EXERCISE BRIEF: Go to the line that contains "rug in the photo above." and transcribe from there to the end of the entries, that line and the last one included.
● ● ●
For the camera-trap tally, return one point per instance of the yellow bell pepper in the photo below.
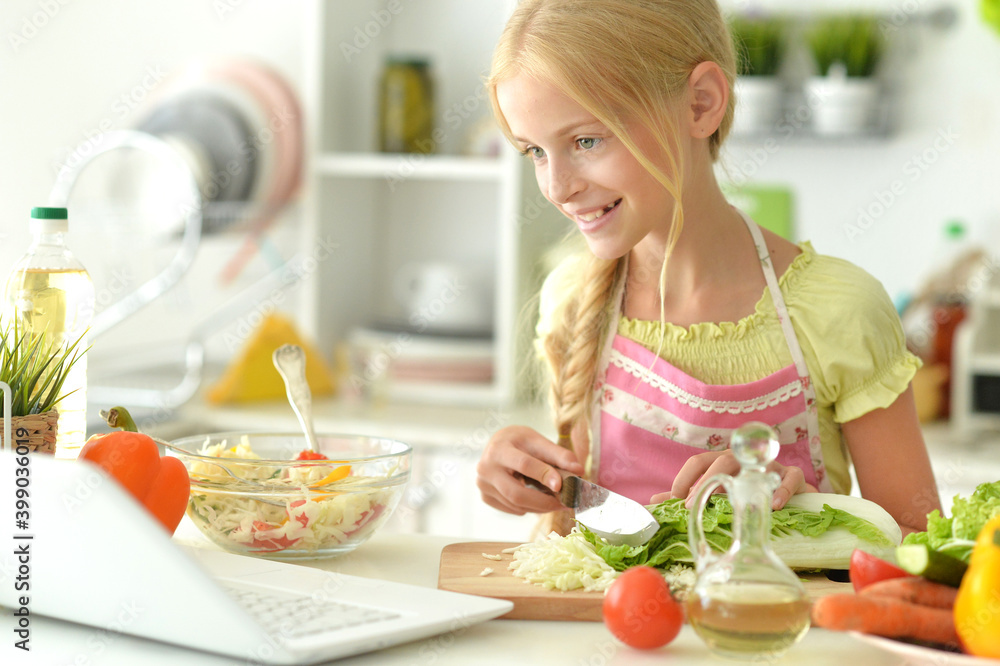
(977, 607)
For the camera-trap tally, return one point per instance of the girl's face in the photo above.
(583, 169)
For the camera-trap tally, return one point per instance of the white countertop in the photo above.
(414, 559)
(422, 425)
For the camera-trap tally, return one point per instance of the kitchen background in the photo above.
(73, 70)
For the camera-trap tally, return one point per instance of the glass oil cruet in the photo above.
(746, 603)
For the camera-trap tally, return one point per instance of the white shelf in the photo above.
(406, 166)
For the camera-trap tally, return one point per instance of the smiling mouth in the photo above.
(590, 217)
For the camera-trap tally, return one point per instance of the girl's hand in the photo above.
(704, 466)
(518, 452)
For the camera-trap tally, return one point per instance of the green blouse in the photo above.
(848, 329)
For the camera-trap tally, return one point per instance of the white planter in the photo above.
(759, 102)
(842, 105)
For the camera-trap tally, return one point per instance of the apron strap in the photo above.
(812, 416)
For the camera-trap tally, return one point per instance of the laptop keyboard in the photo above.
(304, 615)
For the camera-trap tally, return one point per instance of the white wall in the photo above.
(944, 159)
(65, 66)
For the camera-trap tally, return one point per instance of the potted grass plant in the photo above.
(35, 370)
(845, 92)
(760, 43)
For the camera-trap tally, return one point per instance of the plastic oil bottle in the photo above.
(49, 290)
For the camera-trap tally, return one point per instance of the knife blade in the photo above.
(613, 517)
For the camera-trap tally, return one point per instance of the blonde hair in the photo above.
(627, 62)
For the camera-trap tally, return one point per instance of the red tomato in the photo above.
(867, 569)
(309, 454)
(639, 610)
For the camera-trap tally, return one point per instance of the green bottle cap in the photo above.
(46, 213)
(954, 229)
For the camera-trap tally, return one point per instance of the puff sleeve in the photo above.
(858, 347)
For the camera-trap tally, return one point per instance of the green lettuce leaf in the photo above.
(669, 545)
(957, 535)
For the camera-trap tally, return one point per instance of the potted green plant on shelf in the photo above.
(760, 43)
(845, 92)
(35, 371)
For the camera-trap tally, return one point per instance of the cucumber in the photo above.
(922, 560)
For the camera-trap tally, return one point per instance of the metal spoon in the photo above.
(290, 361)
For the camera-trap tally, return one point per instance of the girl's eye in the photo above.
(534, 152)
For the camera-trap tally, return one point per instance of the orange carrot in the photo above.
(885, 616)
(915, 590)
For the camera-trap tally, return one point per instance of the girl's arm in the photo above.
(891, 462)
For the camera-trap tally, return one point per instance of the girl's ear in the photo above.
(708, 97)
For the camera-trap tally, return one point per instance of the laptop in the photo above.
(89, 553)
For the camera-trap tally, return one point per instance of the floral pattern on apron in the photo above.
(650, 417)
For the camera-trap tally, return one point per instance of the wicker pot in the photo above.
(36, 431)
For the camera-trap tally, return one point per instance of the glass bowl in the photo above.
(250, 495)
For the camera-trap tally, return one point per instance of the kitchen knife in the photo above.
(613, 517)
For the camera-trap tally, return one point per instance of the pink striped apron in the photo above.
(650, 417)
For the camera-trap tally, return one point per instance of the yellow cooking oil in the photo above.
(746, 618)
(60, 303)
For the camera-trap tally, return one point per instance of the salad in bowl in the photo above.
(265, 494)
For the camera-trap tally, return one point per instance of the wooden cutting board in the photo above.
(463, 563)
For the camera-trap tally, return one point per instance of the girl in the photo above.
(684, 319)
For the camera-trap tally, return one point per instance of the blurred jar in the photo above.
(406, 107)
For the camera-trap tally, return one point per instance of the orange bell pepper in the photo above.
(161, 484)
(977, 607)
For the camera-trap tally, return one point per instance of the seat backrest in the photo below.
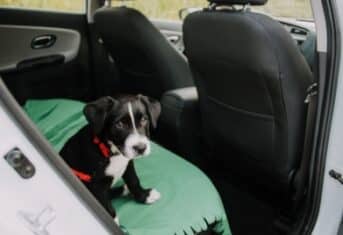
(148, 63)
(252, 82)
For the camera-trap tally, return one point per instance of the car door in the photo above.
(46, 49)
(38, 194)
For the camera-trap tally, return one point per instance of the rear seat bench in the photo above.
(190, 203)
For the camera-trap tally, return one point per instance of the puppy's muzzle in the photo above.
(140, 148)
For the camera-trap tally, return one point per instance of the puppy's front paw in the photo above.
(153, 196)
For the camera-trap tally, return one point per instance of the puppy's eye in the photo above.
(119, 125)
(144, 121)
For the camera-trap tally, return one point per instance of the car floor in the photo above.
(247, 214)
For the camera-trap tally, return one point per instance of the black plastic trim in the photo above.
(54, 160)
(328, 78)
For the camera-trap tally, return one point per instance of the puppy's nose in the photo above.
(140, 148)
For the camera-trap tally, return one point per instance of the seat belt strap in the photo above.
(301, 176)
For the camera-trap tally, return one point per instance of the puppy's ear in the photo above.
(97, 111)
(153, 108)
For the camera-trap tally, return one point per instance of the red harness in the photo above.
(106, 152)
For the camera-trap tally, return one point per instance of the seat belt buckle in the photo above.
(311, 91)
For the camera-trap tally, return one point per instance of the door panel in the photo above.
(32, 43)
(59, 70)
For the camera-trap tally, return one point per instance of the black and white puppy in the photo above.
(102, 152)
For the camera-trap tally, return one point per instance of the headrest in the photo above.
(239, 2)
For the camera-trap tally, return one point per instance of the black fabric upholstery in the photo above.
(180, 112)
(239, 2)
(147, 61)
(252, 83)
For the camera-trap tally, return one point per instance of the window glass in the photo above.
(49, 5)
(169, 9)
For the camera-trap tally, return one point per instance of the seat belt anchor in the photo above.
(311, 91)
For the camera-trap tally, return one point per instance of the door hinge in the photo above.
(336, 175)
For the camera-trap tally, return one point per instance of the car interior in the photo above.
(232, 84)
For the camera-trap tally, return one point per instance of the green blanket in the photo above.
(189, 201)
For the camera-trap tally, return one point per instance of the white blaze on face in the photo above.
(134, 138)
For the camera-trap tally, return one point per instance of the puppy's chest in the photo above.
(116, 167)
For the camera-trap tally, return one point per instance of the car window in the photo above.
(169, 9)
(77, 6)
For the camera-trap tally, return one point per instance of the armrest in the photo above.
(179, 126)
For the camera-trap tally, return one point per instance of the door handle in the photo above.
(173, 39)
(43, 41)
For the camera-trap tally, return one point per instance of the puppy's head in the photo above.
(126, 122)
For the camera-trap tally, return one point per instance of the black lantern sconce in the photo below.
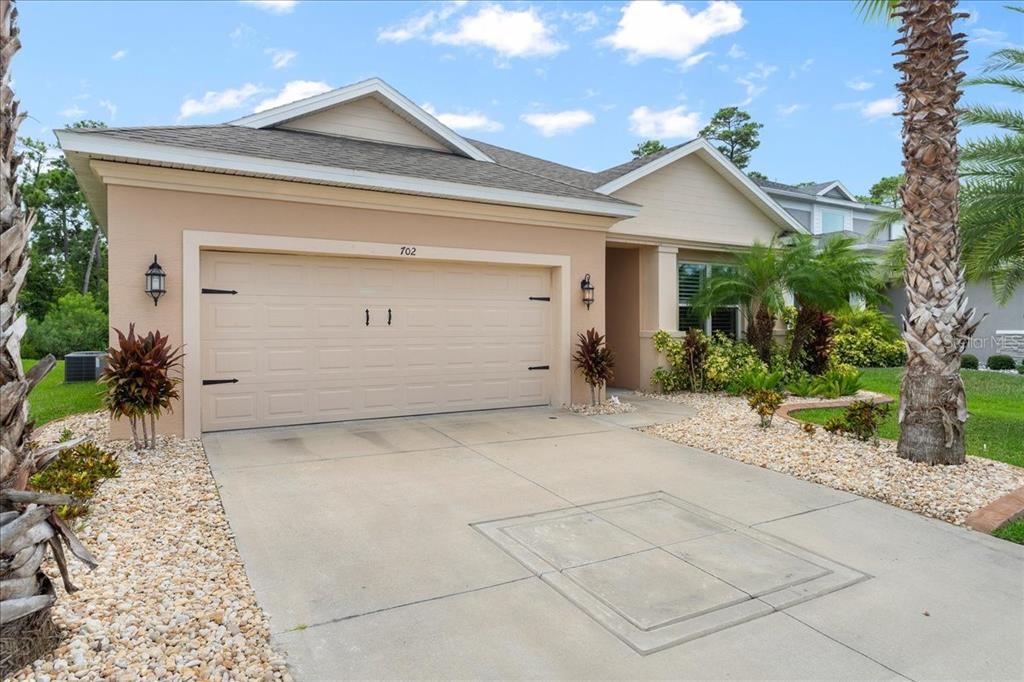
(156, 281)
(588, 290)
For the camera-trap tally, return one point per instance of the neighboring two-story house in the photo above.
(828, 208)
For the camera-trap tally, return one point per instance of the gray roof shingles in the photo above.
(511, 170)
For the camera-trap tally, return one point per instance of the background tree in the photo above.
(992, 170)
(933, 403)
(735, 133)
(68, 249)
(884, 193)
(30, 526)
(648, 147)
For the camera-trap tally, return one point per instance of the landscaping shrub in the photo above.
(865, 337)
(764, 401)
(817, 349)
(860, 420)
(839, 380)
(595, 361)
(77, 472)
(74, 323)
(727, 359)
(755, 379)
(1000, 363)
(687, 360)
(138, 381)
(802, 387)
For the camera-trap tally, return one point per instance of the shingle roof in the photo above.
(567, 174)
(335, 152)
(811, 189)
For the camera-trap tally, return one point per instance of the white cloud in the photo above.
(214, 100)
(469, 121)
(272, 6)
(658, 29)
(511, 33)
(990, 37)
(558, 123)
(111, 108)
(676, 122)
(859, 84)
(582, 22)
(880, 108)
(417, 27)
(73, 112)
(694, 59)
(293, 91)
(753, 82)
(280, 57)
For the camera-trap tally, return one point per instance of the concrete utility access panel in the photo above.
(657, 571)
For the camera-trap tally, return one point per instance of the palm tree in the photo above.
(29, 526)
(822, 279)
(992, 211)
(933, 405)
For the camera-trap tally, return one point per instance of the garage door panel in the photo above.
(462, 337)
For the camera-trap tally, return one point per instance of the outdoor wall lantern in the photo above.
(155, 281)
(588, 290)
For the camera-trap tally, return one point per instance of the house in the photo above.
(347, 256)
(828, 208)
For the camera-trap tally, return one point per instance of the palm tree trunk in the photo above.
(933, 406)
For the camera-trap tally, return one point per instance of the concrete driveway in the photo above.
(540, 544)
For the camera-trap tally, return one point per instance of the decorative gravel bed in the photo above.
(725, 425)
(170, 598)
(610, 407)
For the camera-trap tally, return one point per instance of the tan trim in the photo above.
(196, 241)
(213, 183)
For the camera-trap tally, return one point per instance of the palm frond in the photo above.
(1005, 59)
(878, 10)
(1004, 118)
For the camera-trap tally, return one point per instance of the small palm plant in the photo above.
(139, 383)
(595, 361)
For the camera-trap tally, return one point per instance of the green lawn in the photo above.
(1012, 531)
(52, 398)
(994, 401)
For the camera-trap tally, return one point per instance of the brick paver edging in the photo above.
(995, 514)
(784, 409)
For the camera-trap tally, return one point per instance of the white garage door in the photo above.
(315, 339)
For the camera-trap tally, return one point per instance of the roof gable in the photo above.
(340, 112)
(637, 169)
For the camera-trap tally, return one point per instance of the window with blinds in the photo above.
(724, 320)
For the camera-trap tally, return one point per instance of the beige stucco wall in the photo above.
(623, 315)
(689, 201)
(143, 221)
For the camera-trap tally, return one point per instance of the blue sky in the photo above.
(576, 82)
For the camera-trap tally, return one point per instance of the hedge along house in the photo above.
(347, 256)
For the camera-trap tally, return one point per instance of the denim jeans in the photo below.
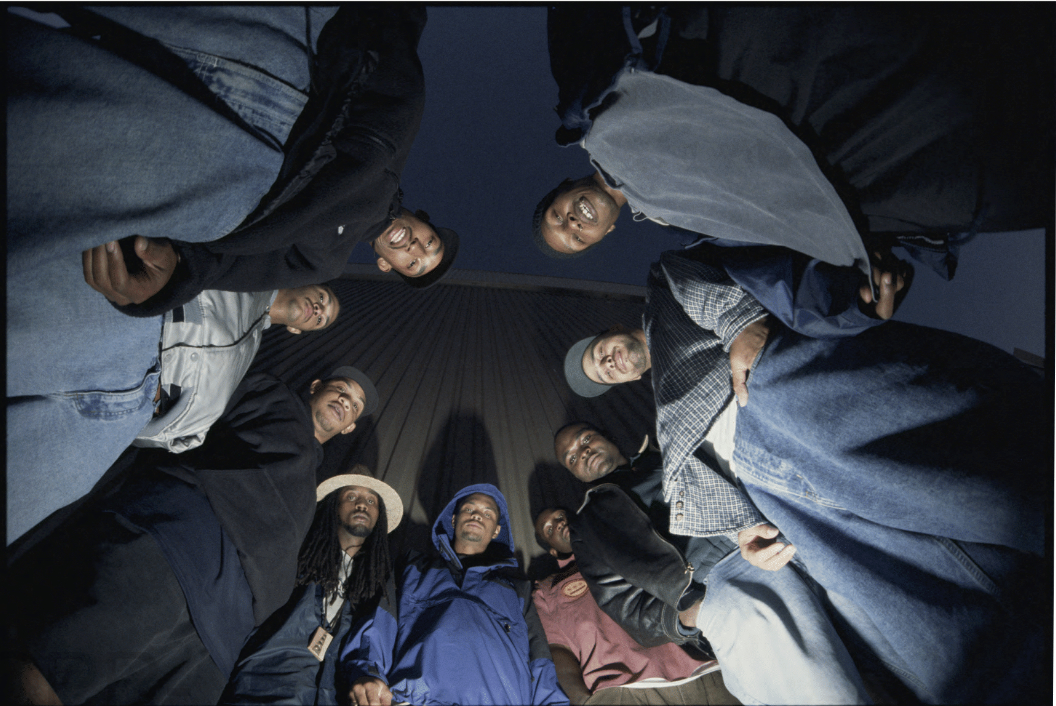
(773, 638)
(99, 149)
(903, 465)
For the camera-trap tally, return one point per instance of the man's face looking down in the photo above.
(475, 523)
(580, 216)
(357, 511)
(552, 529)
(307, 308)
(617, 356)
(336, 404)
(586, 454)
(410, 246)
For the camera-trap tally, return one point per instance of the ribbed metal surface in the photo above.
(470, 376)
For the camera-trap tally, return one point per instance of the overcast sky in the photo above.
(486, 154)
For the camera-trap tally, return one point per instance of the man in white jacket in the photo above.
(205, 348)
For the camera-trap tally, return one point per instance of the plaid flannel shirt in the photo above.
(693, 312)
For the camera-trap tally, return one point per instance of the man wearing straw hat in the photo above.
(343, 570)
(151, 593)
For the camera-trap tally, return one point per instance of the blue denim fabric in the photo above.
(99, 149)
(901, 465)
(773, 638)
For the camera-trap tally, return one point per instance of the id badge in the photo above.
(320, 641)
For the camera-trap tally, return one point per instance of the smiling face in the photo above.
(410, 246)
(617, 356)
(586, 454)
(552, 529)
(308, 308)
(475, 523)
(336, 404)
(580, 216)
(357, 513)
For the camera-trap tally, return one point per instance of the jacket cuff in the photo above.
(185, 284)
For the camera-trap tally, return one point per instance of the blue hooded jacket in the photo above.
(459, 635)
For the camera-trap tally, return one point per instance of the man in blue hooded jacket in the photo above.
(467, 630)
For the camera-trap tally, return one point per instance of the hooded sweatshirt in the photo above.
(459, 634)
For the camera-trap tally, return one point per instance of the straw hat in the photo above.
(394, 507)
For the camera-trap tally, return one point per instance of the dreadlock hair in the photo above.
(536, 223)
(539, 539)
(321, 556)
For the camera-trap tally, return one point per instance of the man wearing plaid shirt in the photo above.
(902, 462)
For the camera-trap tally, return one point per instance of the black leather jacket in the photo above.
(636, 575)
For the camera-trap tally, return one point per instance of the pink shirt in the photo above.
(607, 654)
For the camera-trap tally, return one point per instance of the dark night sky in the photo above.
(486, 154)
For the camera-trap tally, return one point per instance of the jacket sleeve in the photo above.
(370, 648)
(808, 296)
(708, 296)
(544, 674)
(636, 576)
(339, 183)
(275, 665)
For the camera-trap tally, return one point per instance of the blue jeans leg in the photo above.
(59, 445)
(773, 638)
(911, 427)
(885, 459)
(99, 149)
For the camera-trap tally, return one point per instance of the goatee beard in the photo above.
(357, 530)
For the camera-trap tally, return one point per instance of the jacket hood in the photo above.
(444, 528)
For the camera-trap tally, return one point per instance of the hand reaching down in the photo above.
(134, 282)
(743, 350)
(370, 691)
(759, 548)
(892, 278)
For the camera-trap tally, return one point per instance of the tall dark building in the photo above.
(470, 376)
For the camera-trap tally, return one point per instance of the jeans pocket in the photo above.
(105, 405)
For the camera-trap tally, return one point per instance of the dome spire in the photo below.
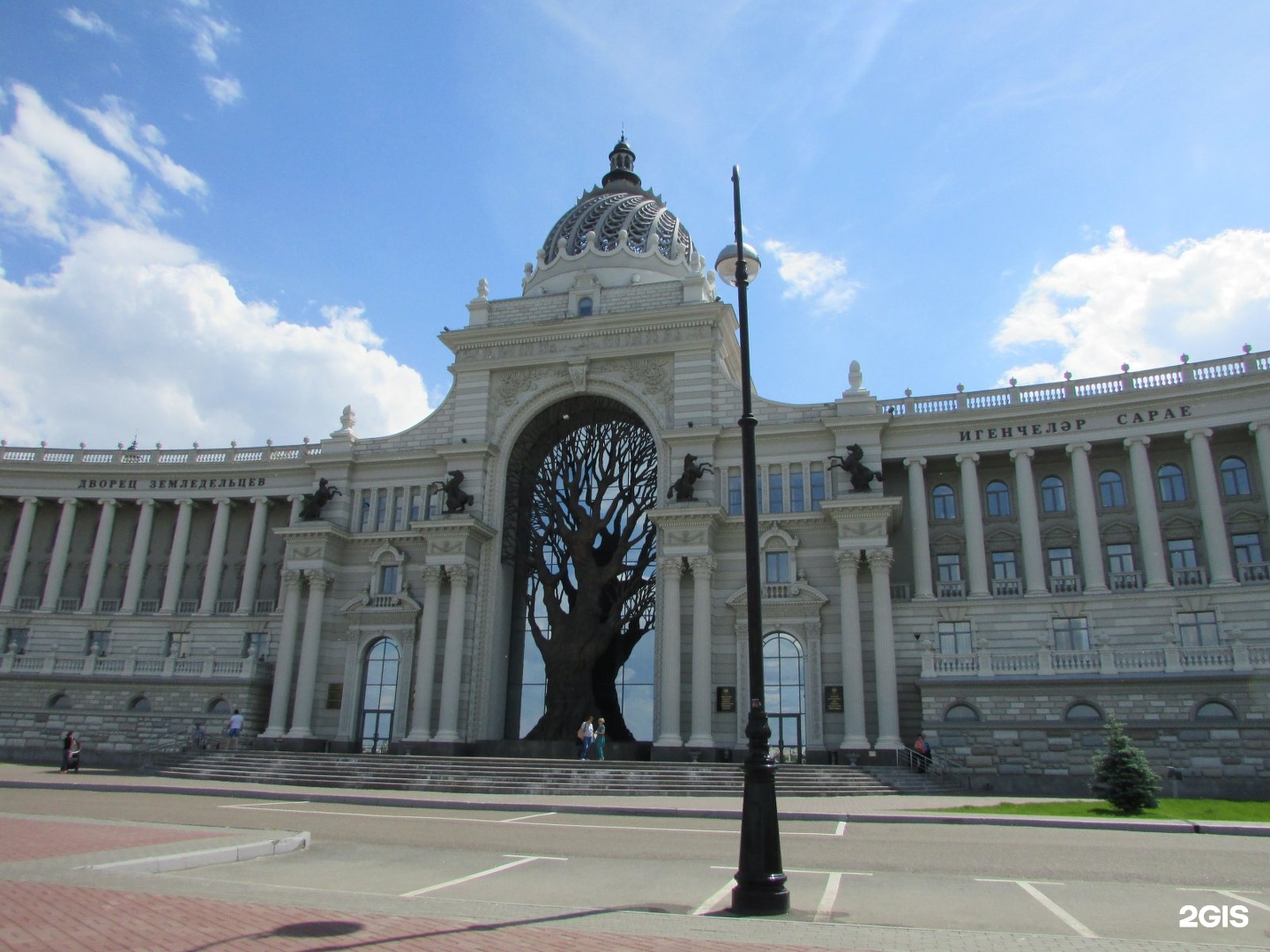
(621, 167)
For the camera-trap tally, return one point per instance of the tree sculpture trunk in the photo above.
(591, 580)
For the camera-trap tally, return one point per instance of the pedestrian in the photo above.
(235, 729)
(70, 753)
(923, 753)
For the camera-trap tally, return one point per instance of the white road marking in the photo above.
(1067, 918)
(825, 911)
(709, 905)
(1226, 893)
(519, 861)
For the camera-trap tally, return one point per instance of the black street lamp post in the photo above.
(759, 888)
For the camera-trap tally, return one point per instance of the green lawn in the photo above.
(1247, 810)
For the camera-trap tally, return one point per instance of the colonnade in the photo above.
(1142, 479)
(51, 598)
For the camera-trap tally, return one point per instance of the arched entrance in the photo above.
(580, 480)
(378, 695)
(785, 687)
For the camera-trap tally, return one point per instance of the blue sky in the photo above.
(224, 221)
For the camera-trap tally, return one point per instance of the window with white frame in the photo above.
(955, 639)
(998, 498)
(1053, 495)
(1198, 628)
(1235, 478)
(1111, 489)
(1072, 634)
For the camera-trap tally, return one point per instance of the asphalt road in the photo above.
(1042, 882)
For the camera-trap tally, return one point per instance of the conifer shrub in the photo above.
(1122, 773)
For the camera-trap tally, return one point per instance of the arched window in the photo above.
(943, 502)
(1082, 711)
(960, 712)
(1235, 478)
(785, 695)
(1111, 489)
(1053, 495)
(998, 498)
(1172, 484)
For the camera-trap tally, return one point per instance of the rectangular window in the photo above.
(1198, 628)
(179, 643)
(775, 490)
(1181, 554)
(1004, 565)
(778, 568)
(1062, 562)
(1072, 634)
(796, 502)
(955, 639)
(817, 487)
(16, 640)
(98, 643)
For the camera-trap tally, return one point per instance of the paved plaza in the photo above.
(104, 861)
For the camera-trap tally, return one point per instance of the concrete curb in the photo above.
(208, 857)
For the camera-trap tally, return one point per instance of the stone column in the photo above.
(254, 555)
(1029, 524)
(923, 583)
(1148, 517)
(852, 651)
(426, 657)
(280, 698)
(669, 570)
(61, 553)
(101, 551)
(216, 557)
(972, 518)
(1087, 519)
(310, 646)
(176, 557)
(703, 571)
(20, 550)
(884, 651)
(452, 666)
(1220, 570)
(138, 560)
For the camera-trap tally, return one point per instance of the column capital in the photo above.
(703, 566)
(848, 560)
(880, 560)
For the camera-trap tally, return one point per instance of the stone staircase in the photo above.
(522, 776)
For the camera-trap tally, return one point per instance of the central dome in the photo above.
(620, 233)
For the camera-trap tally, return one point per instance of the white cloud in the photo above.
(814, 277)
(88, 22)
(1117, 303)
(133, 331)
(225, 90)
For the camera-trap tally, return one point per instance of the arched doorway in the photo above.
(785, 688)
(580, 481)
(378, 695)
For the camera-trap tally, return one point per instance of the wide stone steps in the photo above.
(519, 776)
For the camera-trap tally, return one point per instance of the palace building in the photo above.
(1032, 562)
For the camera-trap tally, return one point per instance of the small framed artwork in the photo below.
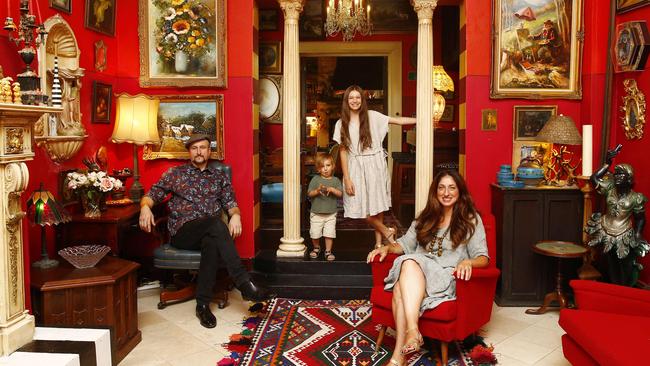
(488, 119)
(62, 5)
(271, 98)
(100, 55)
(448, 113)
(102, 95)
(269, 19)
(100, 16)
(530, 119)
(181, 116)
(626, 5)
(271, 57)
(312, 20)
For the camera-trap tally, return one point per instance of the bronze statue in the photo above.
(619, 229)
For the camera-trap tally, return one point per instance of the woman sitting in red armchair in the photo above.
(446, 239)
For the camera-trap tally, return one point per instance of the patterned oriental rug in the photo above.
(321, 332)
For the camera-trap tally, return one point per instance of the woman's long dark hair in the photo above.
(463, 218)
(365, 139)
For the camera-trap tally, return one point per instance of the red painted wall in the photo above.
● ● ●
TASK SOLUTION:
For the camera-trap tally, return one point per instance of the patterned oriental rug in the photo above.
(321, 332)
For the camera-trap tally, return one point per instance of the woman's long dark hair in the photo above.
(463, 218)
(365, 139)
For the camera-trap tally, return one point per instance of the red painted wall in the photo above.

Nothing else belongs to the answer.